__EXCERPT TO READ__:
------------

# What now?



## cherries (Jan 14, 2014)

Dear All,

I'm wondering if anyone has any advice out there of what our next steps should be?

We recently underwent IVF treatment but unfortunately got a BFN on 3rd July, which was devastating. Aside from that, we have managed to conceive naturally (over 3 years ago) but it wasn't meant to be. I never actually skipped a period so I'm not sure if this is classed as a chemical pregnancy (I had quite a few early preg signs) or an early miscarriage (as the period I had 1 week before testing (due to preg symptoms) was possibly not a proper period?).... anyway, we've basically been on a bit of a journey TTC. I'm 36 and will be 37 by the end of the year, and DH is 38.

I've read up on stress being a factor in TTC, and have spent the best part of the last 12 months undergoing counselling, CBT, EMDR to increase my self-esteem back to "normal" (whatever that is) levels after it plummeted back in 2011 and continued to drop, because after our mc, my sister lost a baby full term. And then we struggled TTC. Whilst undergoing psychotherapy, we also had fertility investigations done (me: day 3 FSH and AMH and day 21 progesterone tests, a HCG x-ray, chlamydia tests; DH: several semen analysis done to check for motility, morphology etc) and were told that the results all came back within normal range. However, the diagnosis was unexplained infertility and we were told that our best chances of success now were IVF. I can't understand how you get an unexplained infertility diagnosis when your test results are "normal"?

So we got 1 cycle of IVF on the NHS; 8 eggs were collected, 4 of which over-fertilised, 1 died, 1 was immature, 2 fertilised properly but we only had 1 transferred back in (on day 2) after the 2nd one didn't develop. And the only thing that has been offered to us is access to the counsellor and/or to the scientists (although it's unlikely that they will be able to tell us anymore than we already know). Why don't we get a follow up with the consultant? Wouldn't there now be more information/evidence available for a different diagnosis?

DH would like us to just relax and get back to being "us" for a while (to be honest, he would have considered that anyway after hearing "results within normal range" but I wanted to give IVF a try) and then see if it happens again for us naturally. I've also heard from others that the docs don't tend to investigate further (immune tests for example) unless you have had 3 mc's. I'm concerned that time is not on our side and also with the knowledge of only 1 out of 8 eggs showing any signs of development it kind of hints that there could still be an issue but they just haven't found it via the basic tests. However, I don't want hubby to think that me and him is not enough. I love him with all my heart and I just want to be able to have a baby with him. But how do I get him to understand that when you've planned to have children in your life, and you haven't had them yet, it's like there is a void?

I'm feeling a little lost at the moment, so if there is anyone out there that has a similar background/diagnosis that could give me some advice or PMA, I would be grateful xx


----------



## Fx (Feb 28, 2012)

------------

__Collected data__:
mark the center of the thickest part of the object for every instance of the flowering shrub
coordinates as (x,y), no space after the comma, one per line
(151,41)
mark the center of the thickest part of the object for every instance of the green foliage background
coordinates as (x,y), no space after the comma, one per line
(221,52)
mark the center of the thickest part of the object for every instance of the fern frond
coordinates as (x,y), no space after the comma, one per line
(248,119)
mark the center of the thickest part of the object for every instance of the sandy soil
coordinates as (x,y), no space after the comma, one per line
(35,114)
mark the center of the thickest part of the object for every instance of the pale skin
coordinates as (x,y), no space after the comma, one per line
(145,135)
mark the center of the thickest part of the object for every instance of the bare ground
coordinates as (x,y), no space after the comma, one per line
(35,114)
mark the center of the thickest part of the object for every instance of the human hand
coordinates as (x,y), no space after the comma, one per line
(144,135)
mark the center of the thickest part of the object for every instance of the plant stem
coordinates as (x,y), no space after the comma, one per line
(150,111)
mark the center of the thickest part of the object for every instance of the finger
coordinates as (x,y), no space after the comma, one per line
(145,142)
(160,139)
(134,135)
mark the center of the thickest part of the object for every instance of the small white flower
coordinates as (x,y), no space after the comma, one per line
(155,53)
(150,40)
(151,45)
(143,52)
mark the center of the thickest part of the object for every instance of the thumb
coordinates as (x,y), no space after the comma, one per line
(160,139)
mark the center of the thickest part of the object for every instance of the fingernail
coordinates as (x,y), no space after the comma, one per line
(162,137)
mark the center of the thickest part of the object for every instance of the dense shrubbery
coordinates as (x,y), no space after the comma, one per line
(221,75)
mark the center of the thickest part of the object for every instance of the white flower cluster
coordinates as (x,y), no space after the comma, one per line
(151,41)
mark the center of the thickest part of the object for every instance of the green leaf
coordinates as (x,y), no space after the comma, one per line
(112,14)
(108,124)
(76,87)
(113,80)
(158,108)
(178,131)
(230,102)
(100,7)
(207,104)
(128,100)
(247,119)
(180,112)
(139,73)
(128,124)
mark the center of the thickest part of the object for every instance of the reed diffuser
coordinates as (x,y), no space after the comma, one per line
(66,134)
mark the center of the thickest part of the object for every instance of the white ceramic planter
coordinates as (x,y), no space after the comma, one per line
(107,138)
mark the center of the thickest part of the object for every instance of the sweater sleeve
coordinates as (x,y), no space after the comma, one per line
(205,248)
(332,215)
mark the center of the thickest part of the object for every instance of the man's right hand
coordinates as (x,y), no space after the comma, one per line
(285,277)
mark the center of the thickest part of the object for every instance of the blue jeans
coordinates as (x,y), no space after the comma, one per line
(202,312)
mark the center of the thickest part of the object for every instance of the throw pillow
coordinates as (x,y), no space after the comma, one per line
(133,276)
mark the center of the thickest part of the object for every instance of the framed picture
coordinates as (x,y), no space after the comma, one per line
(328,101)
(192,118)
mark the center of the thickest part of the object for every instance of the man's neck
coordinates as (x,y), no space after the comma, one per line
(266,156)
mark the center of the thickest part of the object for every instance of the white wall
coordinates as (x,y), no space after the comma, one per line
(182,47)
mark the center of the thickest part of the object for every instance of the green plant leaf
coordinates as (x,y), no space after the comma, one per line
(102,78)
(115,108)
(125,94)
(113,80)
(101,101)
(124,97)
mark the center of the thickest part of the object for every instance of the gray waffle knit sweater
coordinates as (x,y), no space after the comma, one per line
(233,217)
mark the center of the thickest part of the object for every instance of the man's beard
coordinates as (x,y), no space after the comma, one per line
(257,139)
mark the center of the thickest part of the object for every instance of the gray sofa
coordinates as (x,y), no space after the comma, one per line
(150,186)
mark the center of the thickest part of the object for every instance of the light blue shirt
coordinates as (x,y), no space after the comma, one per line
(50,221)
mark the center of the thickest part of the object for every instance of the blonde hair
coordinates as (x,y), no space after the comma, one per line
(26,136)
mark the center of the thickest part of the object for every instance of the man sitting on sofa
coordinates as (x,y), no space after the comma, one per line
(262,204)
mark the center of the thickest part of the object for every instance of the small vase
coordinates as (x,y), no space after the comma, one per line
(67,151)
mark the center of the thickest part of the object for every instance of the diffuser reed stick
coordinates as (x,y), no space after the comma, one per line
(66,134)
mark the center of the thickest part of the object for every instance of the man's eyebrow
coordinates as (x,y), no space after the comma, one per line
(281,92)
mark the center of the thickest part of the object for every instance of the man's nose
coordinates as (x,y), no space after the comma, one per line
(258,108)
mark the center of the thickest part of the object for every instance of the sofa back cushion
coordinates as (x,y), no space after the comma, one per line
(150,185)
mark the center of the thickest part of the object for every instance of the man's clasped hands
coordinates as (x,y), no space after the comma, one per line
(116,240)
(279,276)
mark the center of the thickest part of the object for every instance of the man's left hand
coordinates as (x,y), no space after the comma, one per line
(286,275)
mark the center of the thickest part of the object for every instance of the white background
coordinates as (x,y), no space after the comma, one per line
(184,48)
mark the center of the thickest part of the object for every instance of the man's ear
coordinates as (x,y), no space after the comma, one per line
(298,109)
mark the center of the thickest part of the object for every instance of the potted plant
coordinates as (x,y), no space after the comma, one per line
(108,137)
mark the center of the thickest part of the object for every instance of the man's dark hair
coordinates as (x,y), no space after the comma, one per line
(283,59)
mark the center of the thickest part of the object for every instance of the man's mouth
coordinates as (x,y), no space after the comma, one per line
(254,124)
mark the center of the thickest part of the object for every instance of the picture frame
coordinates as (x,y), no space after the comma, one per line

------------

__DIRECTIONS__:
A – In the forum post about trying to conceive, take the part that opens with the words containing "I'm feeling a" and closes with "(Feb 28, 2012)", and write it out with "rather lost" substituted for "a little lost".
B – Pick up the forum post about trying to conceive after the last line shown and keep writing it.

__ANSWERS BELOW__:
A –
I'm feeling rather lost at the moment, so if there is anyone out there that has a similar background/diagnosis that could give me some advice or PMA, I would be grateful xx


----------



## Fx (Feb 28, 2012)

B –
Hi
Not sure if I can help you with PMA, but what I would say is that results can completely differ depending on what clinic you are with.
My first 3 cycles of IVF  were very luckily provided by the NHS, and admittedly I did manage to get 1 or 2 embryos to day 5 each time, however, they were always graded as poor quality.

I then changed clinic and on that cycle got 7 top quality blastocysts on day 5. I don't have a happy ending yet, but what I'm saying is that if you can financially afford not to give up on IVF, then don't! And in the mean time keep trying naturally, as you just never know, especially if you are 'unexplained'. There is lots of info on this forum about how to improve chances of natural conception e.g supplements, acupuncture, diet etc. but try not to let it stress you out, it can become all consuming!

If you want another try at IVF (it does often take a few tries) I would definitely recommend trying a different clinic. They will be able to learn for your results of your first go, and maybe alter your protocol. Different protocols can affect egg quality. Have you read the guide by agate on this forum called 'learning from your failed ivf cycle'? If not, I'd recommend it.

You should have also had a follow up with your consultant after the failed cycle to discuss the results.

Having a BFN from an ivf cycle is always hard as so much effort and hope is put into it. So I'm not surprised you're still feeling devastated from it.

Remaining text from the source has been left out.